| ESTRATTO DEL TESTO |

-=-=-

I am not anti-techonology, I am pro – conversation.

L’avvento del Covid ha però stravolto tutto, togliendo la possibilità di scelta: non si tratta più di preferire l’approccio virtuale rispetto a quello fisico o viceversa, ora è diventato un imperativo.

Paura dell’isolamento in una società sempre connessa

L’esplosione del Covid ha accelerato quello che era il percorso già intrapreso dalla nostra società, ossia rendere gli individui sempre online e reperibili. Questo alimenta ansie e paure, che sfociano in disturbi veri e propri.

Uno di questi è il FOMO, acronimo per Fear of missing out, che può essere tradotto in “paura di essere tagliati fuori”. In totale opposizione ai fenomeni descritti nel primo paragrafo di questo articolo, in cui vi era invece un bisogno di uscire dalla società costantemente connessa.

Si tratta di un disturbo che è destinato ad aumentare in questo momento storico e che, se sottovalutato, rischia di tradursi in stati d’ansia sempre più difficili da gestire.

L’insoddisfazione è il sentimento prevalente. Si è scontenti delle azioni che si sono fatte perché potenzialmente ne esistevano altre migliori. Oppure si è scontenti per le persone con cui si è deciso passare del tempo, sempre perché potenzialmente ne possono esistere di migliori.

Chi è affetto da FOMO tende a entrare in una sorta di circolo vizioso: riempie la sua solitudine grazie all’uso dei social, che a loro volta contribuiscono a creare una solitudine ancora più grande data dall’idea che gli altri si stiano divertendo nel fare molte esperienze diverse.

Anno 2020: l’impatto del Covid

Nell’anno appena trascorso “isolamento” è diventato il termine più usato, necessariamente inteso in senso fisico. L’online cessa di essere un elemento accessorio ma diventa fondamentale nella vita quotidiana come mai prima d’ora.

-=-=-

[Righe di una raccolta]
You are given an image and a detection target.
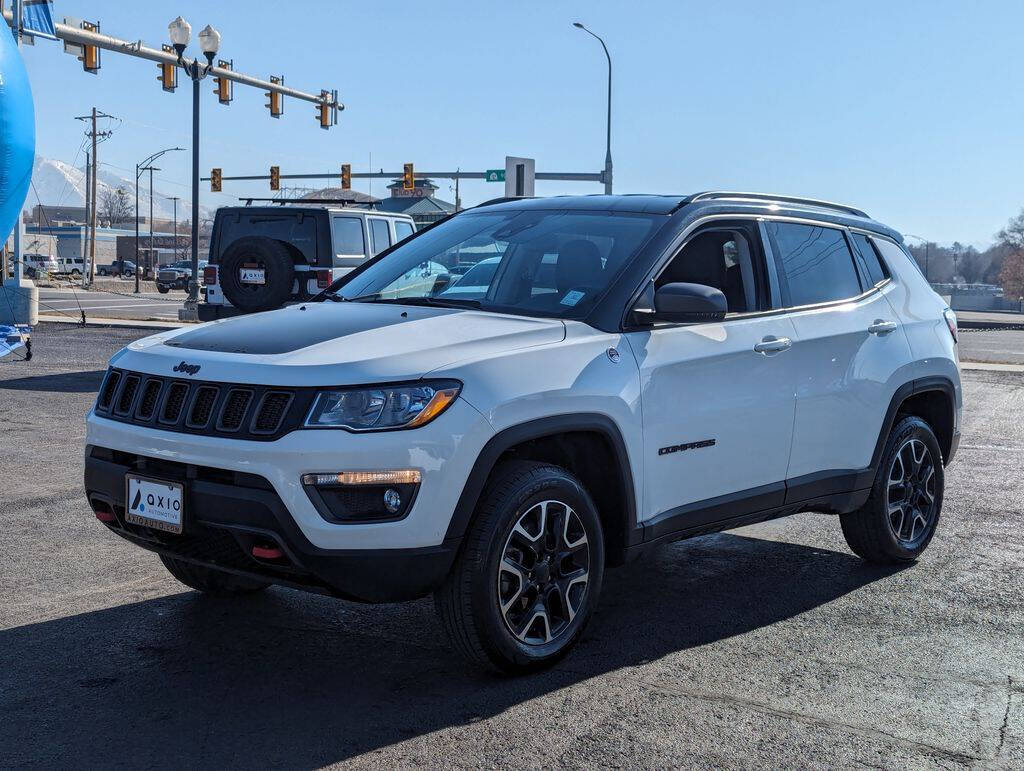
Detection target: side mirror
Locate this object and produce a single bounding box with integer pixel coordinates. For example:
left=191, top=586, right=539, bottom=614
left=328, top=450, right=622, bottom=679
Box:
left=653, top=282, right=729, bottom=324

-=-=-

| COSA FARE |
A: Nell'estratto sul FOMO, quale sentimento viene indicato come prevalente in chi ne soffre?
B: Ricopia dall'estratto sul FOMO il passo che va da "L’insoddisfazione è il sentimento" fino a "mai prima d’ora." incluso.

| RISPOSTE |
A: L'insoddisfazione.

B:
L’insoddisfazione è il sentimento prevalente. Si è scontenti delle azioni che si sono fatte perché potenzialmente ne esistevano altre migliori. Oppure si è scontenti per le persone con cui si è deciso passare del tempo, sempre perché potenzialmente ne possono esistere di migliori.

Chi è affetto da FOMO tende a entrare in una sorta di circolo vizioso: riempie la sua solitudine grazie all’uso dei social, che a loro volta contribuiscono a creare una solitudine ancora più grande data dall’idea che gli altri si stiano divertendo nel fare molte esperienze diverse.

Anno 2020: l’impatto del Covid

Nell’anno appena trascorso “isolamento” è diventato il termine più usato, necessariamente inteso in senso fisico. L’online cessa di essere un elemento accessorio ma diventa fondamentale nella vita quotidiana come mai prima d’ora.